The stretch wanted below opens at the line containing "Point out the yellow petal in this photo." and closes at the line containing "Point out the soil". Please return it exactly, with no other lines.

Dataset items
▬▬▬▬▬▬▬▬▬▬

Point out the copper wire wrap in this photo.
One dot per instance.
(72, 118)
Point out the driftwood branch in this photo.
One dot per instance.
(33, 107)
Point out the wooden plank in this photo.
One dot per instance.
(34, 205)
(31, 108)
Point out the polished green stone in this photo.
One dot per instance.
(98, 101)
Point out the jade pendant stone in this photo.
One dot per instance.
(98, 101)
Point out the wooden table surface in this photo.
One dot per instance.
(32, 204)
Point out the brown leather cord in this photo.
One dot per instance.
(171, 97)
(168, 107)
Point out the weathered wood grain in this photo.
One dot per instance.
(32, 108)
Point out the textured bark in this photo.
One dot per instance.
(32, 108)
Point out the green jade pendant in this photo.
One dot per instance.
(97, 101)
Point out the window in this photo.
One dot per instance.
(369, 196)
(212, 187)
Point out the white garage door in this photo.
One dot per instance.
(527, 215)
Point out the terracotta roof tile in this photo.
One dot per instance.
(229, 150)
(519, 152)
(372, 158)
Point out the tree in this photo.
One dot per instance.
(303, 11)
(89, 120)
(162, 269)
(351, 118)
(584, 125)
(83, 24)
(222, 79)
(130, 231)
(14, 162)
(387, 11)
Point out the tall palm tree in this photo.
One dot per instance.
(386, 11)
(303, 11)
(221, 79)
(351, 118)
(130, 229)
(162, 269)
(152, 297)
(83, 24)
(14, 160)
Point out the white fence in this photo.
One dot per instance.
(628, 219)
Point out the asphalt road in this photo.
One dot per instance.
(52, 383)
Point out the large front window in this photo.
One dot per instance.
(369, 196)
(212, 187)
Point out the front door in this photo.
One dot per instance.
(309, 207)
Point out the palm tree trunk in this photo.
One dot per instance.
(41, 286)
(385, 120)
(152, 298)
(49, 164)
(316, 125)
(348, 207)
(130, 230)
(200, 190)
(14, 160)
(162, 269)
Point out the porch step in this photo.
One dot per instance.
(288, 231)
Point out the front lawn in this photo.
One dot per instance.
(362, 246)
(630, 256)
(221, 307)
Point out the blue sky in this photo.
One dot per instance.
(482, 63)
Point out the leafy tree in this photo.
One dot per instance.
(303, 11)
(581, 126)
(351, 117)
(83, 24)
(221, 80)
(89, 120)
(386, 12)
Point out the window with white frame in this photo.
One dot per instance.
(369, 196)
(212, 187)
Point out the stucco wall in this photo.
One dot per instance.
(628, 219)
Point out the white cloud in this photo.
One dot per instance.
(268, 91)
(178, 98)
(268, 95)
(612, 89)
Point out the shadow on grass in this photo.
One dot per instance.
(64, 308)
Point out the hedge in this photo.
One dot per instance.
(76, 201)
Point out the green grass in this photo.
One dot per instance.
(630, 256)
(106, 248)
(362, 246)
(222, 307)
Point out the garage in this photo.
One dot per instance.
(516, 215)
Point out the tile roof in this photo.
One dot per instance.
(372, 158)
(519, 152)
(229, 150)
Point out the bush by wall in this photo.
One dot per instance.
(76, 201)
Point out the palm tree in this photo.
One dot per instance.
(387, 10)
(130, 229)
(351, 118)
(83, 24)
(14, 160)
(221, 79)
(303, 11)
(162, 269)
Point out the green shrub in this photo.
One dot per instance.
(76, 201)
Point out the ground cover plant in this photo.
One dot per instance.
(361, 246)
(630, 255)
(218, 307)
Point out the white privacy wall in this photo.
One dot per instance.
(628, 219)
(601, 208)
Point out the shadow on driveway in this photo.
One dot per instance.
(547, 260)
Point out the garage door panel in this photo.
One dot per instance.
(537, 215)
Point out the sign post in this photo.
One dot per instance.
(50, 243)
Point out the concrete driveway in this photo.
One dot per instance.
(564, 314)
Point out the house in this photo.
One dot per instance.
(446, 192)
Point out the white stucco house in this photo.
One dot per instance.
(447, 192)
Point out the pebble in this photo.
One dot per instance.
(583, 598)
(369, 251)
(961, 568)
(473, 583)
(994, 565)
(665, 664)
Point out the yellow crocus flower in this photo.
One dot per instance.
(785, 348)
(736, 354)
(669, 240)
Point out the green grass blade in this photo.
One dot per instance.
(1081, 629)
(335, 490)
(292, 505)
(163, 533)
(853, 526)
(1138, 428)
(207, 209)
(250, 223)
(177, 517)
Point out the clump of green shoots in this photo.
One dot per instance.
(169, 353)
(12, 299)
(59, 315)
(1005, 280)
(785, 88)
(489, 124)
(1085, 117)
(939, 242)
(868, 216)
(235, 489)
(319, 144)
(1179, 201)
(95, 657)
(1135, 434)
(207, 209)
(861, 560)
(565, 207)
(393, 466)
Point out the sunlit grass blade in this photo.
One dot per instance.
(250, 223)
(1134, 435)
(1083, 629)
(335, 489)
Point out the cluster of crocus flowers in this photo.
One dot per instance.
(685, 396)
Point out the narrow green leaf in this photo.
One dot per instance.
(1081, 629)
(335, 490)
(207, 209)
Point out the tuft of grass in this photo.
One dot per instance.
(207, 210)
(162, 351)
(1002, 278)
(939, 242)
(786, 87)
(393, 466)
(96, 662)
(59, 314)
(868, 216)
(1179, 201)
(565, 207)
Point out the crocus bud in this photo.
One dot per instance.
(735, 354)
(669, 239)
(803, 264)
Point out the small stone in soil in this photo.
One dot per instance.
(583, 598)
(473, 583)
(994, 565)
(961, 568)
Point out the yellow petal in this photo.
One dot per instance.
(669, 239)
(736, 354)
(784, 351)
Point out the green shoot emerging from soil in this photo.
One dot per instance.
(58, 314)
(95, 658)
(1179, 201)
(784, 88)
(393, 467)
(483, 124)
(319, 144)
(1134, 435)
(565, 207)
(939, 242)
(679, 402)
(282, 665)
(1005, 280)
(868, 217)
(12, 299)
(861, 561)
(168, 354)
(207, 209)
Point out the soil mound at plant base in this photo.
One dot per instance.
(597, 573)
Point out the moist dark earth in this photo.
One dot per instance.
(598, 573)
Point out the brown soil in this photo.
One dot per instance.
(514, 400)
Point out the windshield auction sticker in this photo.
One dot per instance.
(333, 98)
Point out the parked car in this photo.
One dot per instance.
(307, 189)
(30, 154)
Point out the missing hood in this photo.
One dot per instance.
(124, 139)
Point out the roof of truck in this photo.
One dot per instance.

▬▬▬▬▬▬▬▬▬▬

## Written reply
Point out the yellow petal in this photo.
One dot per instance.
(669, 239)
(736, 354)
(784, 351)
Point out the green shoot emerging from soil in this photo.
One dot per instance.
(58, 314)
(95, 658)
(1179, 201)
(784, 88)
(393, 467)
(483, 124)
(319, 144)
(1134, 435)
(565, 207)
(939, 242)
(679, 402)
(282, 665)
(1005, 280)
(868, 217)
(12, 299)
(861, 561)
(168, 354)
(207, 209)
Point out the soil mound at plant base in this photo.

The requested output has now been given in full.